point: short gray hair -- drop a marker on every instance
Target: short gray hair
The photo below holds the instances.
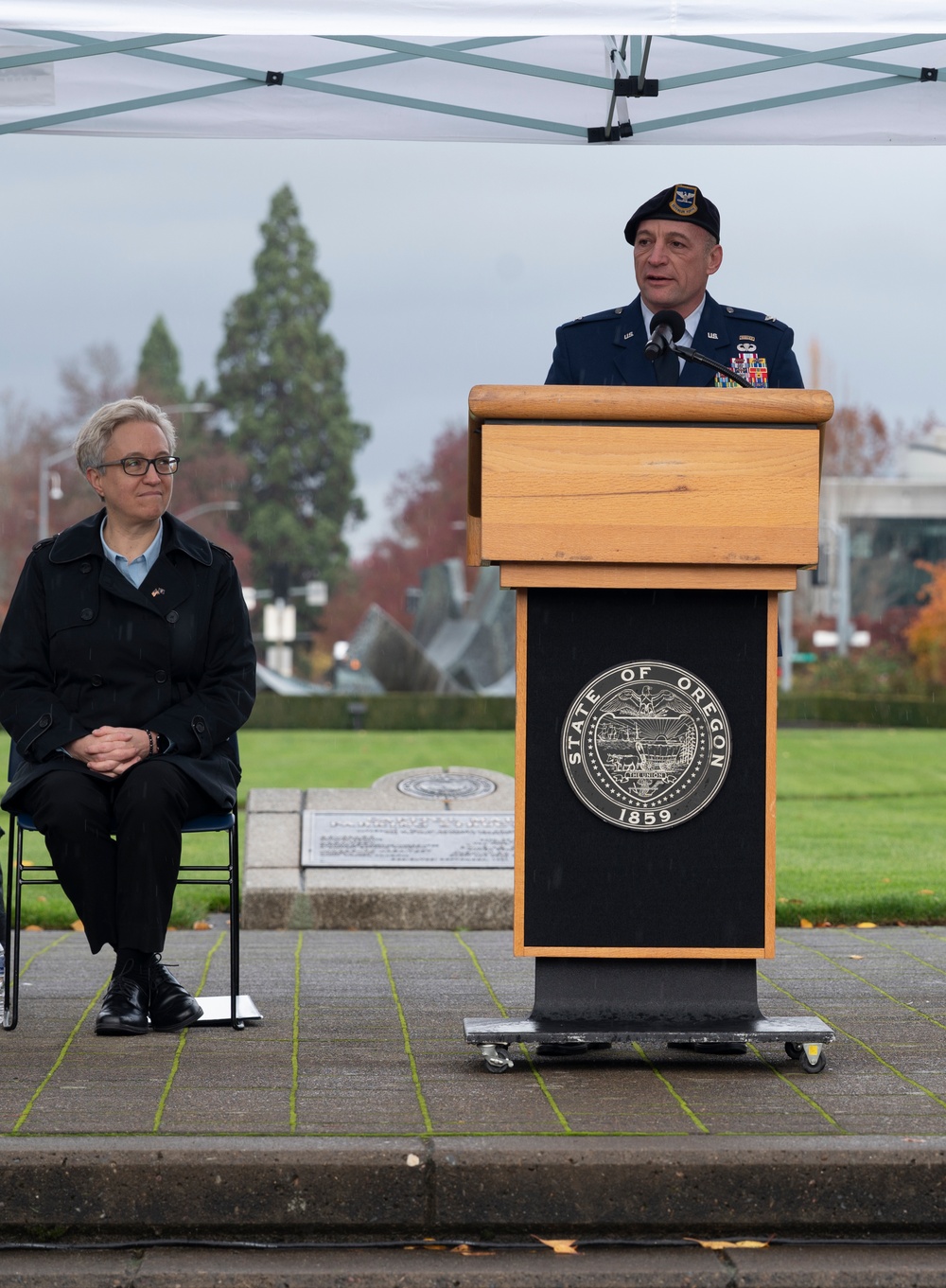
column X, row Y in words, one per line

--

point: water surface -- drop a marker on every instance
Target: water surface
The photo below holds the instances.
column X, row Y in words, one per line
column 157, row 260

--

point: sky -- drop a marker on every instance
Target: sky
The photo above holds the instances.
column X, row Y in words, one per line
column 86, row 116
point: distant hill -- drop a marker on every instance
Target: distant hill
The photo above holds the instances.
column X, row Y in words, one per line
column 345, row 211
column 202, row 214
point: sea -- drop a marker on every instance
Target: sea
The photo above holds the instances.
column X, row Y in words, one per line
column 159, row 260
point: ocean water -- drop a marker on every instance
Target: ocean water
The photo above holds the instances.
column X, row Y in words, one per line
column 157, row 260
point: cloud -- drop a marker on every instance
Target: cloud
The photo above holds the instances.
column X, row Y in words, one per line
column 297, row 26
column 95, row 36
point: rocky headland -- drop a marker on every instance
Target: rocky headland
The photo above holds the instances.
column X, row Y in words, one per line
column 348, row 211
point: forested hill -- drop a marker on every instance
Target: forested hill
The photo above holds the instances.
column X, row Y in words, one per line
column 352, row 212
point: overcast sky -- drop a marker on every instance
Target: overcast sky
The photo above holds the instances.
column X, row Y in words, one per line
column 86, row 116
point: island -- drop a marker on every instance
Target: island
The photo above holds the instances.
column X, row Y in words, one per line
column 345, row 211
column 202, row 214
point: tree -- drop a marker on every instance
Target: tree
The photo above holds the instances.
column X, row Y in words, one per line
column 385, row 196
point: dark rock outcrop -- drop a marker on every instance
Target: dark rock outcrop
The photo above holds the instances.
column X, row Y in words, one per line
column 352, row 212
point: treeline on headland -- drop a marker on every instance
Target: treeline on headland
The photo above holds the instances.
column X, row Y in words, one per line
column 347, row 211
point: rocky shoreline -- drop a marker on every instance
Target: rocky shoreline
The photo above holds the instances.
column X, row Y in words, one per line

§ **Task statement**
For the word "hair", tally the lines of the entries in which it appears and give the total alone.

§ **Response**
2